### STATED EXERCISE
All of the data that follows should be retyped exactly, please, except the pictures.

### LISTED RECORDS
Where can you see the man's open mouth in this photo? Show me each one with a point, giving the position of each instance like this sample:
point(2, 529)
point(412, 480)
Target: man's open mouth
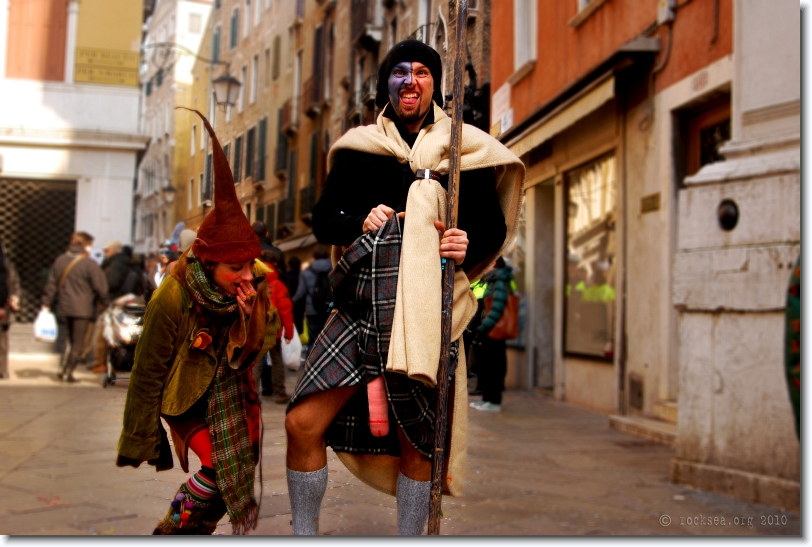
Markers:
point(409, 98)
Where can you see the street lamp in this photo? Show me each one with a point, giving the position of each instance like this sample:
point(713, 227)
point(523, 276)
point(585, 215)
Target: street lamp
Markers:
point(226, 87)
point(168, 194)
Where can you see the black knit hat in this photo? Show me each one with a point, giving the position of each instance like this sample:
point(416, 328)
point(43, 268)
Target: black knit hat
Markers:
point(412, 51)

### THE REPLY
Where can you see the man's open mouth in this photo? Show me each one with a point, giving the position of each instance like this sample:
point(2, 529)
point(412, 480)
Target: man's open mouth
Markers:
point(409, 98)
Where can you see the street lamp in this photo? Show me each one with a point, giving the position of each instance like this sample:
point(713, 227)
point(523, 276)
point(585, 215)
Target: street lamp
Markers:
point(226, 87)
point(168, 194)
Where can you see the black knit hat in this photo? Show me each one with a point, giving the position of each instance like this sample:
point(416, 328)
point(43, 268)
Target: black knit hat
Markers:
point(412, 51)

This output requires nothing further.